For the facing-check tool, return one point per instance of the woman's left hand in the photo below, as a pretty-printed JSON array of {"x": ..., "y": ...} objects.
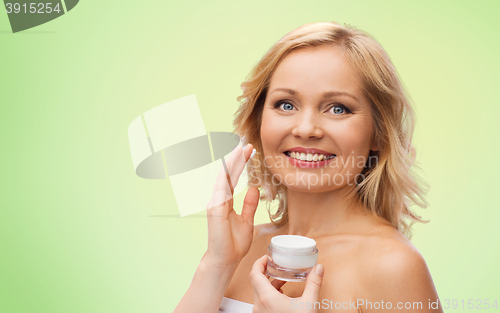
[{"x": 269, "y": 298}]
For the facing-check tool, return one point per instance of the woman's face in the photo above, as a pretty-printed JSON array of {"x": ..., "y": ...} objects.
[{"x": 315, "y": 102}]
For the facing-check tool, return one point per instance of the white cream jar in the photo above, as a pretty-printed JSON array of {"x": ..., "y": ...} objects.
[{"x": 291, "y": 257}]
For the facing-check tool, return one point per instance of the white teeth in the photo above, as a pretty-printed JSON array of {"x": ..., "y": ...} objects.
[{"x": 309, "y": 157}]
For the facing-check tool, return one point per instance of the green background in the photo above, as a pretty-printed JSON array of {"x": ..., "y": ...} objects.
[{"x": 80, "y": 232}]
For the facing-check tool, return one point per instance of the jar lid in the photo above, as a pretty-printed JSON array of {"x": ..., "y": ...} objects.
[{"x": 293, "y": 244}]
• • •
| TO DO |
Return every line above exactly, omitting images.

| TASK RESULT |
For the facing-check tool, return one point per instance of the woman's left hand in the photo below, as a pretty-printed JSON array of {"x": ..., "y": ...} objects.
[{"x": 269, "y": 298}]
For the facing-check tool, return one point per instance of the woman's face in the photo above, as a pretty-printed JSON array of {"x": ..., "y": ...} objects.
[{"x": 315, "y": 102}]
For the facing-check tool, return one point per instance of the white cream jar in the photo above, as a pretty-printed JSON array of {"x": ..., "y": ...} objects.
[{"x": 291, "y": 257}]
For the facing-check tool, return one point per instance of the white teeth in the photo above, as a pretty-printed JSON array of {"x": ..., "y": ...} objects.
[{"x": 309, "y": 157}]
For the facing-check tool, return one point per instance of the green background in the photo above, as a pretty-printed JSON array of {"x": ..., "y": ...} objects.
[{"x": 80, "y": 232}]
For the facing-check tool, return one point per instance of the jar lid in the photo above, as a pretty-printed JSON array of {"x": ..., "y": ...} objects.
[{"x": 293, "y": 244}]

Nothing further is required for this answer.